* _EXERCISE AIM_
Without the pictures, give every record again exactly.
::: INPUT MATERIAL :::
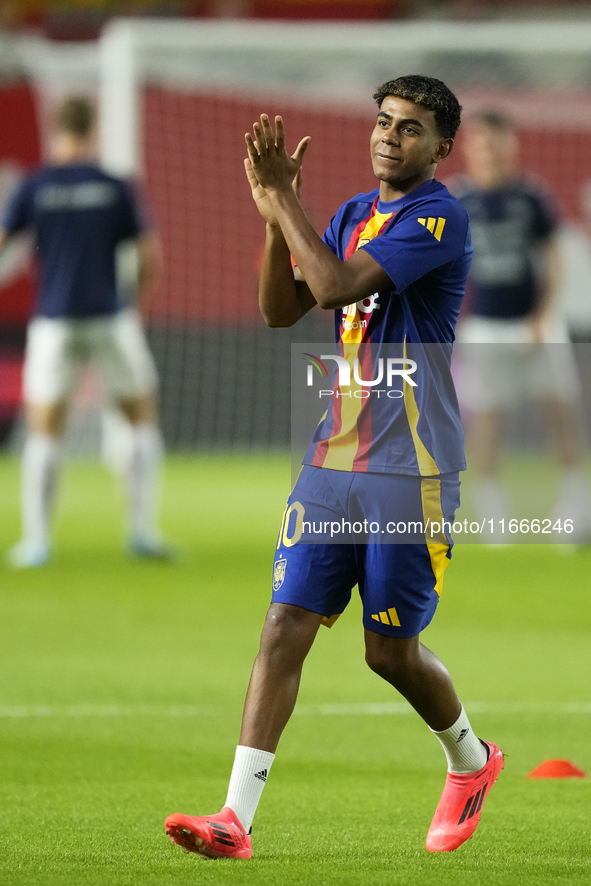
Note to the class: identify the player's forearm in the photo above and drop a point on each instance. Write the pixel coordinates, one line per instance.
(552, 278)
(282, 300)
(329, 279)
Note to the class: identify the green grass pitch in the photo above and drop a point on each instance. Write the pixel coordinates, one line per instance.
(122, 685)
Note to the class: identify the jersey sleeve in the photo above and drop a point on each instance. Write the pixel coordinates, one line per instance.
(546, 215)
(18, 214)
(424, 239)
(329, 237)
(133, 220)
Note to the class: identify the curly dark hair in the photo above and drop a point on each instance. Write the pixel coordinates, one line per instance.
(430, 93)
(76, 115)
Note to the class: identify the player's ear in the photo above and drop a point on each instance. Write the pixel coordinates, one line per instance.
(444, 150)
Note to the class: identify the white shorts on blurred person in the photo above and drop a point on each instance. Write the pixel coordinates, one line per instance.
(59, 348)
(499, 365)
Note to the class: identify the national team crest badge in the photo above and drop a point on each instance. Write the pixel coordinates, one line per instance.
(279, 573)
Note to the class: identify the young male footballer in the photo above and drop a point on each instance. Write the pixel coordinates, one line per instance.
(393, 266)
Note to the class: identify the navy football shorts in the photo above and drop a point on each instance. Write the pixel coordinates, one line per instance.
(383, 532)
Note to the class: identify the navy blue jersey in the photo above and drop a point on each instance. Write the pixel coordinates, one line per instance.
(423, 243)
(78, 215)
(508, 224)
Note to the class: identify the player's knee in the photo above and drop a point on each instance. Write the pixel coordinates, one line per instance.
(288, 629)
(389, 658)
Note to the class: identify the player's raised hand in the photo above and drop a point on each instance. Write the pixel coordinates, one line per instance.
(273, 167)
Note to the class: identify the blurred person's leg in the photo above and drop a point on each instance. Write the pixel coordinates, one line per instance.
(121, 351)
(142, 468)
(52, 367)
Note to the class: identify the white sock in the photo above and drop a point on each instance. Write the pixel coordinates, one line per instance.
(464, 751)
(143, 480)
(249, 774)
(39, 464)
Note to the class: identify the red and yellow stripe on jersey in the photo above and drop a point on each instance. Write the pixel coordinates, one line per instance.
(347, 449)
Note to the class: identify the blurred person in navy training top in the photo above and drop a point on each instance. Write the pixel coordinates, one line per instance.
(393, 266)
(515, 314)
(79, 216)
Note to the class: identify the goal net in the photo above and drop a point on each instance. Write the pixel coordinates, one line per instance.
(176, 98)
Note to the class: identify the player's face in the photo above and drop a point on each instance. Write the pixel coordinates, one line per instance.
(405, 146)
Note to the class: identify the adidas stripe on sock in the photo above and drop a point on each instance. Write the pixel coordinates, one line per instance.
(464, 750)
(249, 774)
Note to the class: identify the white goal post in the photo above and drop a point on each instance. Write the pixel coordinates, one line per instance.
(310, 60)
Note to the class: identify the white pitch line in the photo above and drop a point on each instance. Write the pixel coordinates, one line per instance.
(320, 710)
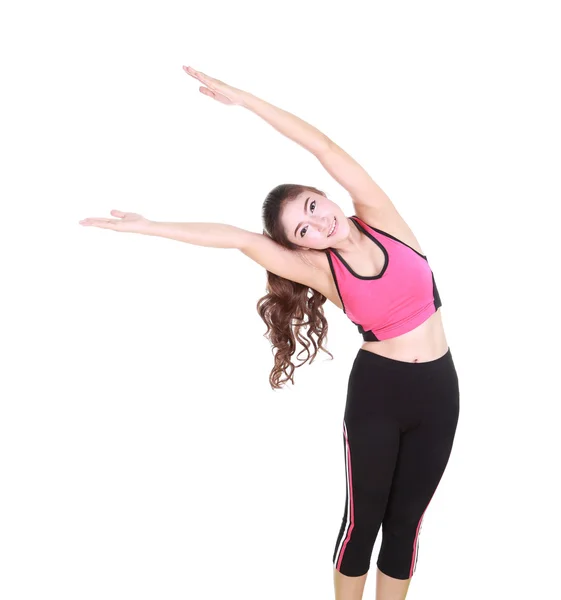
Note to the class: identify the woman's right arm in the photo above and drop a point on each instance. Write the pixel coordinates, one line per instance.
(281, 261)
(290, 264)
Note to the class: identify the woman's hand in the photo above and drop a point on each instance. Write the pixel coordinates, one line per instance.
(217, 89)
(129, 222)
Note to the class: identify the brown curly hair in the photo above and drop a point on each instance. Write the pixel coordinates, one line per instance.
(287, 302)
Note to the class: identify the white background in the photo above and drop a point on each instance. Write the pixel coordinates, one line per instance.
(143, 453)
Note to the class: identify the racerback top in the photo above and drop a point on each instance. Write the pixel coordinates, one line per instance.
(401, 297)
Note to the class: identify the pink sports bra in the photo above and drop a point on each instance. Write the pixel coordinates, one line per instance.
(401, 297)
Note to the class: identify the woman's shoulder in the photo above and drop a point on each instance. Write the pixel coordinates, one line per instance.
(387, 220)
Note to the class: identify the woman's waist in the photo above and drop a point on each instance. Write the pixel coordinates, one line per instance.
(424, 343)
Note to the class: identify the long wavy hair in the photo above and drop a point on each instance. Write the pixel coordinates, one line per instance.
(287, 304)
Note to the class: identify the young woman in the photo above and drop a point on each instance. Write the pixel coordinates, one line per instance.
(402, 401)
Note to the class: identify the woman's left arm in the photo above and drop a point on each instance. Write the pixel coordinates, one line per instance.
(363, 190)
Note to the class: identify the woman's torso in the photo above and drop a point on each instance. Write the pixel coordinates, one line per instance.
(424, 343)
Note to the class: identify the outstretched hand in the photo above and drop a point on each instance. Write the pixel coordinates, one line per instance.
(217, 89)
(129, 222)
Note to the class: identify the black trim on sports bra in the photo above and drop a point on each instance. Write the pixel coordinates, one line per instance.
(386, 255)
(335, 279)
(392, 237)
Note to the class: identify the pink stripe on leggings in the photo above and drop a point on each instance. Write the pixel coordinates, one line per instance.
(351, 503)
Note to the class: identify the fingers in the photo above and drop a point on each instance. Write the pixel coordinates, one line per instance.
(209, 81)
(97, 222)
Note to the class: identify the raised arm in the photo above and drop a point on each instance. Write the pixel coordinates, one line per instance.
(364, 191)
(286, 263)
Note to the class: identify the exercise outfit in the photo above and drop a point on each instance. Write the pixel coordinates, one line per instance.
(400, 417)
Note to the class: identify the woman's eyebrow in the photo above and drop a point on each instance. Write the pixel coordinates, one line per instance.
(305, 211)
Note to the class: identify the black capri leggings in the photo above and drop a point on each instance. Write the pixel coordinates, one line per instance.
(398, 430)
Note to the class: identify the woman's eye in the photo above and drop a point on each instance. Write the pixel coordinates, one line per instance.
(311, 210)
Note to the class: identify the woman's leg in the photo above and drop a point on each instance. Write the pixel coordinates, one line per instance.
(424, 450)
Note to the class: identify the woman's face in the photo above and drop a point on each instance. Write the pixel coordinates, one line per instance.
(308, 220)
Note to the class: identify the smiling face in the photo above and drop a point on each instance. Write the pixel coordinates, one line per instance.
(308, 221)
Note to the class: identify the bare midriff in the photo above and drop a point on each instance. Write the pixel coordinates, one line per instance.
(426, 342)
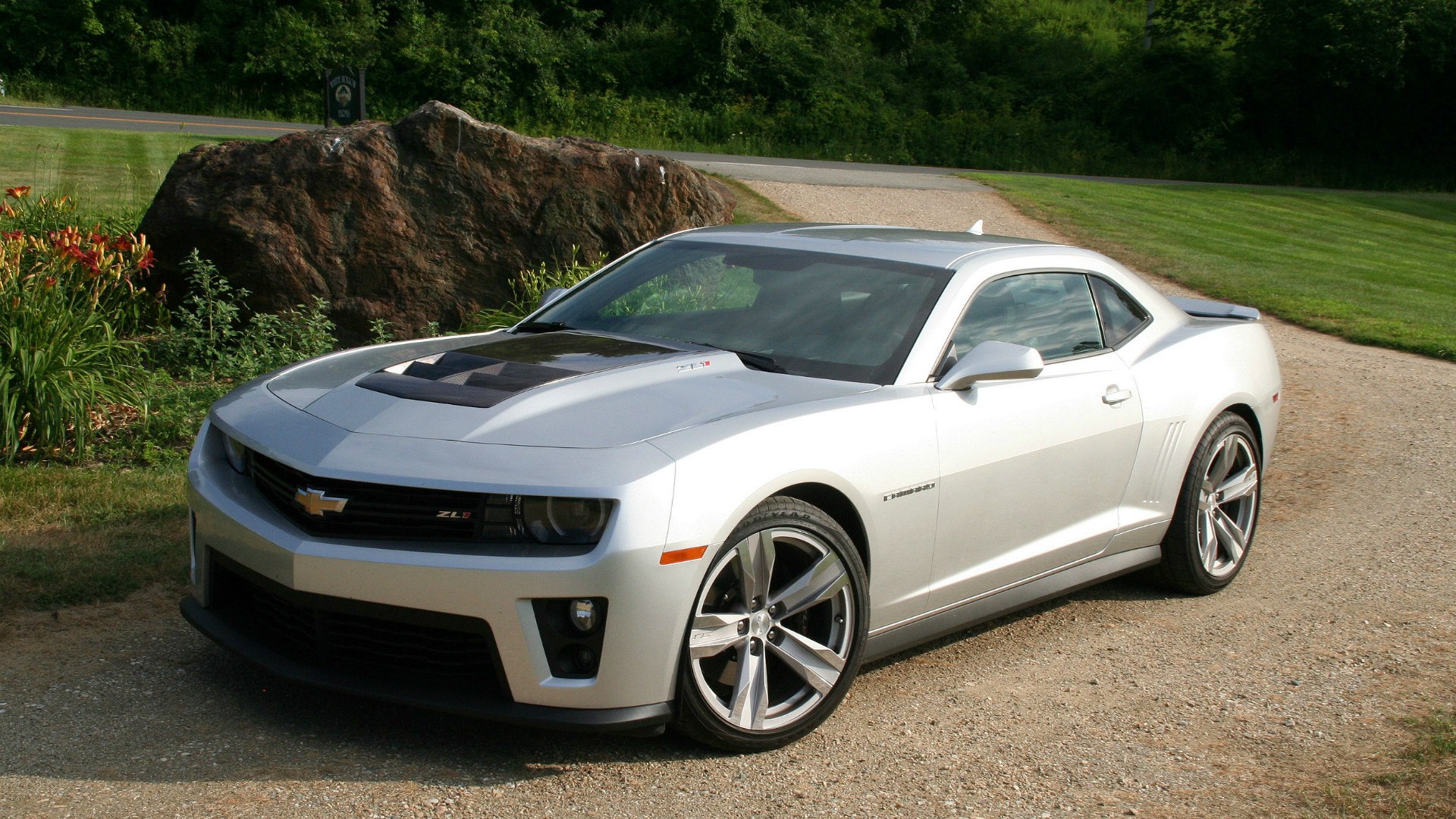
:::
* _RESPONSE FOR THIS EXERCISE_
Note to the class: identify the player's forearm in the photo above and drop a point on each instance. Write the pixel coordinates, one line per instance.
(552, 278)
(282, 300)
(329, 279)
Note to the class: identify the green grass pitch in the photo above and drop a point on each instance. Write the pixel coordinates, one line per instance.
(122, 685)
Note to the class: identify the jersey sleeve in the photo above and drop a point on each instance. Write the pixel coordinates, one line per instance.
(546, 215)
(18, 214)
(424, 239)
(329, 237)
(133, 220)
Note to the class: identify the curly dark hair in the photo above and drop a point on each instance. Write the pixel coordinates, one line per instance.
(430, 93)
(76, 115)
Note to the class: identify the player's ear in the photo above and drop a point on each instance. Write the pixel coordinates, one line per instance.
(444, 150)
Note to the class: identify the white shorts on blurred person in the photo above and drop a point on each instance. Write the pixel coordinates, one line per instance.
(59, 348)
(499, 365)
Note to the class: identify the national team crest badge in the photo above and drop a point on each instance. Write the pixel coordinates, one line per instance.
(279, 573)
Note to the class: identify the young male footballer in the photo above and drop a point on each instance. Write the pixel coordinates, one line per instance.
(393, 266)
Note to the class: identify the navy football shorts in the photo above and drop a point on each instance. Write the pixel coordinates, one line per instance.
(383, 532)
Note to the class: identify the navy blue jersey in the photo above and drop a point on each instance. Write the pixel coordinates, one line per instance.
(423, 243)
(78, 215)
(508, 224)
Note to the class: identify the player's knee in the photo above and drop a point on each instance. Write the pixel coordinates, one line per instance.
(288, 629)
(389, 658)
Note to the class: identify the player's raised hand in the photo above and drop a point on each instance. Write the pixel coordinates, one line per instance.
(273, 167)
Note to the class: identify the blurred person's leg in the photo above and drop a point on each instance. Write the pixel coordinates, one line per instance.
(121, 351)
(142, 468)
(52, 367)
Note to the class: identify the white sock in the photo above and drop a point on each instance. Write the pixel coordinates, one line per instance.
(464, 751)
(143, 480)
(249, 774)
(39, 464)
Note to the class: identify the red and yellow stripe on jersey in the photo above and drop a point on each instance. Write the pixel coordinates, one line per instance.
(347, 449)
Note to the class: identify the blurred person in navy training top in the photo above and drop a point on each instance. Write the pixel coordinates, one line per instance.
(393, 266)
(515, 314)
(79, 216)
Note to the class: identify the goal net in the photo above and drop a point on each instance. Write the pixel coordinates, one line per instance.
(176, 98)
Note to the class: identify the player's face in the photo above and drop a point on each instance. Write the pixel coordinates, one line per instance.
(405, 146)
Note to the class: identify the adidas stripe on sock in the photo above and drop a point on each instance. Write the pixel coordinates, one line per instance.
(464, 750)
(249, 774)
Note to the class: identify the white goal post in the photo above and drop a point on each instance. Write the pixel coordinates, one line per instance.
(310, 60)
Note to the class: identify the white pitch line in the photo above and drop a point on each instance. Write the pixel coordinates, one line per instance.
(320, 710)
Note to the class: identify the woman's right arm in the photo above and drop a point on each instance. Write the pixel coordinates, one line per instance.
(281, 261)
(290, 264)
Note to the class: identify the woman's hand in the photo above and drop a point on each instance. Write the pixel coordinates, one line per instance.
(217, 89)
(129, 222)
Note to the class: identify the brown curly hair in the photo above and drop a point on each instance. Write the pixel coordinates, one line per instance.
(287, 302)
Note to the class: identify the white background in the photo above and drop a point on each instance. Write the pixel coordinates, one line per instance.
(143, 453)
Note to the class: identify the racerback top in the photo above and drop a point on each instance. Write the pixel coordinates, one line per instance.
(401, 297)
Note to the class: identify the pink sports bra in the photo above and drop a point on each instance. Write the pixel coordinates, one line per instance.
(401, 297)
Note to the class: identify the woman's shoulder in the photo above and drop a point on each instance. Write the pixel coordinates, one line per instance.
(387, 220)
Note to the class: identify the woman's waist in the photo above and drop a point on each instance. Write the pixel coordinates, one line per instance.
(424, 343)
Note to the class: identify the long wavy hair in the photo above and drop a point on each instance. Write the pixel coordinates, one line per instance.
(287, 304)
Note to the class: identify the young woman in the photo above and drop a point on each instance. Write the pixel coordinates, one line per instance.
(402, 401)
Note to the class: identify the woman's left arm in the photo above and drop a point on each instance. Write the pixel coordinates, one line per instance.
(363, 190)
Note to the class: identify the woman's torso in the photo above and drop a point on each instance. Write the pixel coordinates, one line per instance.
(424, 343)
Note to the class: identify the outstretched hand in the photo above and drop a point on each instance. Write the pixel coordinates, one line per instance.
(217, 89)
(129, 222)
Note to the class: identify the black trim on sports bra in the photo above and drop a point on each instance. Write the pixel coordinates, one line per instance.
(386, 255)
(335, 279)
(392, 237)
Note to the class: identify the pink stripe on leggings in the photo above and drop a point on each instance. Write the pixel coordinates, one line per instance.
(351, 503)
Note to the class: identify the fingers in the photo above and drop a point on each instance. Write the pixel coordinates, one line per instance.
(209, 81)
(97, 222)
Note to the class: identify the raised arm in the photo above and drop a point on each instance. Write the pixel coordinates, one line per instance.
(364, 191)
(286, 263)
Note to the class: identify the exercise outfit in the photo above and drop a point on each instance. Write the pixel coordinates, one line per instance.
(400, 417)
Note to the class: identify the woman's eyebrow in the photo above and drop a point on each instance. Write the pixel coordinates, one line per instance.
(305, 211)
Note to the class: identify the black capri leggings in the photo above and drop a point on each instance. Write the pixel coordinates, one line per instance.
(398, 430)
Note to the class: identify the woman's eye in the photo above and drop a point on each instance. Write the pixel coordinates, one line per instance.
(311, 210)
Note to the class: identify the woman's leg in the photo above and drop a point on each instance. Write the pixel coordinates, one line per instance.
(424, 450)
Note to the class: identify the woman's face in the photo above and drop a point on each instance. Write the pixel coordinates, one line per instance.
(308, 220)
Note to the class: identify the smiling face in the photo above and drop a point on each instance. Write the pixel coordinates, one line per instance.
(308, 221)
Note to the class: identify the bare midriff in the photo above and drop a point on each instance. Write the pixel coordinates, one line per instance.
(426, 342)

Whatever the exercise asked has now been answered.